━━━━━ Supplied data ━━━━━

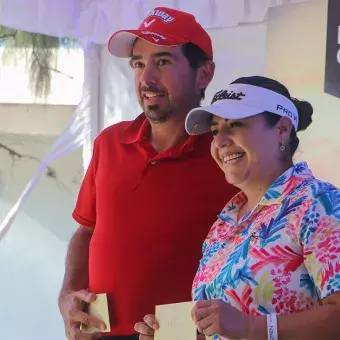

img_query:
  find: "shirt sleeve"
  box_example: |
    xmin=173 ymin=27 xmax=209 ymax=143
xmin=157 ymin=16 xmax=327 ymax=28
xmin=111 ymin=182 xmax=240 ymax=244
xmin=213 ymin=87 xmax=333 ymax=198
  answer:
xmin=72 ymin=138 xmax=99 ymax=228
xmin=300 ymin=190 xmax=340 ymax=299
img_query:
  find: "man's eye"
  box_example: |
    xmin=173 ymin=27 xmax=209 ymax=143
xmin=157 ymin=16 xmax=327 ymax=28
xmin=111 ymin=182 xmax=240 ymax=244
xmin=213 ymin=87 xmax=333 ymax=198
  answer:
xmin=157 ymin=59 xmax=170 ymax=66
xmin=132 ymin=61 xmax=143 ymax=68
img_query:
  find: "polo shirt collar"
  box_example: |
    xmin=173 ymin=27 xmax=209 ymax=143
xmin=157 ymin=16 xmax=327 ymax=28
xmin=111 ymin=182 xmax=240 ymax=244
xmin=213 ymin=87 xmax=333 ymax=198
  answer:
xmin=120 ymin=113 xmax=200 ymax=152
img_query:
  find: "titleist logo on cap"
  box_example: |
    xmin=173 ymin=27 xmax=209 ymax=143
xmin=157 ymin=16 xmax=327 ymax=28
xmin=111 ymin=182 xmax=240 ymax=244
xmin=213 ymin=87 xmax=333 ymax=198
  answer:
xmin=276 ymin=104 xmax=298 ymax=123
xmin=145 ymin=9 xmax=175 ymax=24
xmin=211 ymin=90 xmax=246 ymax=104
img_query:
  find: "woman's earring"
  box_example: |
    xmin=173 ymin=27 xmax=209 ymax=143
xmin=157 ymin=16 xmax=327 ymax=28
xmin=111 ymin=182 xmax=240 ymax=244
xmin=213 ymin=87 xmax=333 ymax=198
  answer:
xmin=280 ymin=142 xmax=286 ymax=152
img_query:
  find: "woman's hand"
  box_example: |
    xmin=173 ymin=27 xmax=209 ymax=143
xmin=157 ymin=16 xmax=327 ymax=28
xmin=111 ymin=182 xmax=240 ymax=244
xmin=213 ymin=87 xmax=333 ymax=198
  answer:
xmin=192 ymin=300 xmax=251 ymax=340
xmin=134 ymin=314 xmax=159 ymax=340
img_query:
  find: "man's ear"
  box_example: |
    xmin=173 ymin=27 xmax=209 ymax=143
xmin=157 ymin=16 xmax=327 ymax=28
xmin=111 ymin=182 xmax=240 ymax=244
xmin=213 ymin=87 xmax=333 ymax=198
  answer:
xmin=196 ymin=60 xmax=215 ymax=89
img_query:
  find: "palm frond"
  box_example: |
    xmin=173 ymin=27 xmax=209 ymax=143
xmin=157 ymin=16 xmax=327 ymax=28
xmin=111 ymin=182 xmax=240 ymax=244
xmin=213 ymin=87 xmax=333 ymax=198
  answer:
xmin=0 ymin=26 xmax=79 ymax=99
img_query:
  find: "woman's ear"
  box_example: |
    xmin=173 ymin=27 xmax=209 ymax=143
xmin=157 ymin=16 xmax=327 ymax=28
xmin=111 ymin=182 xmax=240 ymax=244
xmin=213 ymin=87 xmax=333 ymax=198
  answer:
xmin=277 ymin=117 xmax=293 ymax=142
xmin=210 ymin=139 xmax=223 ymax=171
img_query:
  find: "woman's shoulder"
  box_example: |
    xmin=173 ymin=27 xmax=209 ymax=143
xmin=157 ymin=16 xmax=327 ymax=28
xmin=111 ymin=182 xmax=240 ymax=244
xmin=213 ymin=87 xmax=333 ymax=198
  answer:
xmin=289 ymin=177 xmax=340 ymax=205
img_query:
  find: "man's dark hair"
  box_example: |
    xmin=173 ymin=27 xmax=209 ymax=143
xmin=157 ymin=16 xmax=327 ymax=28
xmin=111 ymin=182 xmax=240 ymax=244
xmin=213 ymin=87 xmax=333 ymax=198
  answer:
xmin=181 ymin=42 xmax=211 ymax=100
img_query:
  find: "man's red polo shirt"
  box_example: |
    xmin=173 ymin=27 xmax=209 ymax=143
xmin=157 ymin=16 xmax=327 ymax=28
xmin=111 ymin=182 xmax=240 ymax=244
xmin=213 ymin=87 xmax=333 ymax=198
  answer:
xmin=73 ymin=115 xmax=237 ymax=335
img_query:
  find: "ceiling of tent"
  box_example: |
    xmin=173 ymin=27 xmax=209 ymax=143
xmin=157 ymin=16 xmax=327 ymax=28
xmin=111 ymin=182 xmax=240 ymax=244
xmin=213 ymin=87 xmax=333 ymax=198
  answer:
xmin=0 ymin=0 xmax=308 ymax=44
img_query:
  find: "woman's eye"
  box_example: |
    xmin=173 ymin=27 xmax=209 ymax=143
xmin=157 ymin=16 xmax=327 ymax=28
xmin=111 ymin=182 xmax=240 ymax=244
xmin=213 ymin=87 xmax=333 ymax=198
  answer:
xmin=132 ymin=61 xmax=143 ymax=68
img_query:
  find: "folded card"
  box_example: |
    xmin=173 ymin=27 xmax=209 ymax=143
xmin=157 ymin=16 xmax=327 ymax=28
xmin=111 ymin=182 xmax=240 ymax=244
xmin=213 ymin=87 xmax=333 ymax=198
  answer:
xmin=80 ymin=293 xmax=111 ymax=333
xmin=155 ymin=302 xmax=197 ymax=340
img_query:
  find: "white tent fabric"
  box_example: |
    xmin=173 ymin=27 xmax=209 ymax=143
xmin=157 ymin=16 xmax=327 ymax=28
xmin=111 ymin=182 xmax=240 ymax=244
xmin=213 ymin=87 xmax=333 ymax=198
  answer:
xmin=0 ymin=0 xmax=308 ymax=44
xmin=0 ymin=0 xmax=308 ymax=240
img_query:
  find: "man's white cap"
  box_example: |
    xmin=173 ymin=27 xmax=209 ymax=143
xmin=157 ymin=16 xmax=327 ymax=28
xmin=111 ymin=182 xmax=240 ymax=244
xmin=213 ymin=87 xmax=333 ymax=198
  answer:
xmin=185 ymin=84 xmax=299 ymax=135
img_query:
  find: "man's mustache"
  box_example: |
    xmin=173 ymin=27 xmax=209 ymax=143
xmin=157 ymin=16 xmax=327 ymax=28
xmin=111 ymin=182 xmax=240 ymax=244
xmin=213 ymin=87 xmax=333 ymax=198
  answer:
xmin=140 ymin=86 xmax=164 ymax=95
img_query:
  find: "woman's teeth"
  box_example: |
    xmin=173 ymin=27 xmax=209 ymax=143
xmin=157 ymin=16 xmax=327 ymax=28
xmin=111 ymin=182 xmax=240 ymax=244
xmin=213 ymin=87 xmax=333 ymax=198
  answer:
xmin=223 ymin=152 xmax=246 ymax=164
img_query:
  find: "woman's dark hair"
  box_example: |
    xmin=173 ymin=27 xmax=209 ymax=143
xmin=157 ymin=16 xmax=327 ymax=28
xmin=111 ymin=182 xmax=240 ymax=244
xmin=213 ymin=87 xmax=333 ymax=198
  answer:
xmin=181 ymin=43 xmax=211 ymax=100
xmin=232 ymin=76 xmax=313 ymax=156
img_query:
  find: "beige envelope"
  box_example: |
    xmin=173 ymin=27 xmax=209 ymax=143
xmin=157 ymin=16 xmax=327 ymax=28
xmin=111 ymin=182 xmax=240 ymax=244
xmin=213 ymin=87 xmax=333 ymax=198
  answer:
xmin=155 ymin=302 xmax=197 ymax=340
xmin=80 ymin=293 xmax=111 ymax=333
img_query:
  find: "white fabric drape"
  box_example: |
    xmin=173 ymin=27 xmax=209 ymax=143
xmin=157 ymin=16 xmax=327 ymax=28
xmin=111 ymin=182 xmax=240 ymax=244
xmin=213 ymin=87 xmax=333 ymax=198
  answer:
xmin=0 ymin=0 xmax=308 ymax=240
xmin=0 ymin=0 xmax=308 ymax=44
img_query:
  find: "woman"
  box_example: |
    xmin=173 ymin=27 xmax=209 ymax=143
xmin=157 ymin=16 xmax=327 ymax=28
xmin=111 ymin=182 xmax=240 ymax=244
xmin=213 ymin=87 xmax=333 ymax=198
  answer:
xmin=135 ymin=77 xmax=340 ymax=340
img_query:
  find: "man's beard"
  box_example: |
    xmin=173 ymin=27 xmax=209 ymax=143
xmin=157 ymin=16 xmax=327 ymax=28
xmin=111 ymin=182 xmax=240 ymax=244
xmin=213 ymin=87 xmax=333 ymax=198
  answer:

━━━━━

→ Instructions to follow:
Identify every line of the entries above that contains the word "hair", and copy each such line in full.

→ Correct output:
  find: "man's dark hair"
  find: "woman's dark hair"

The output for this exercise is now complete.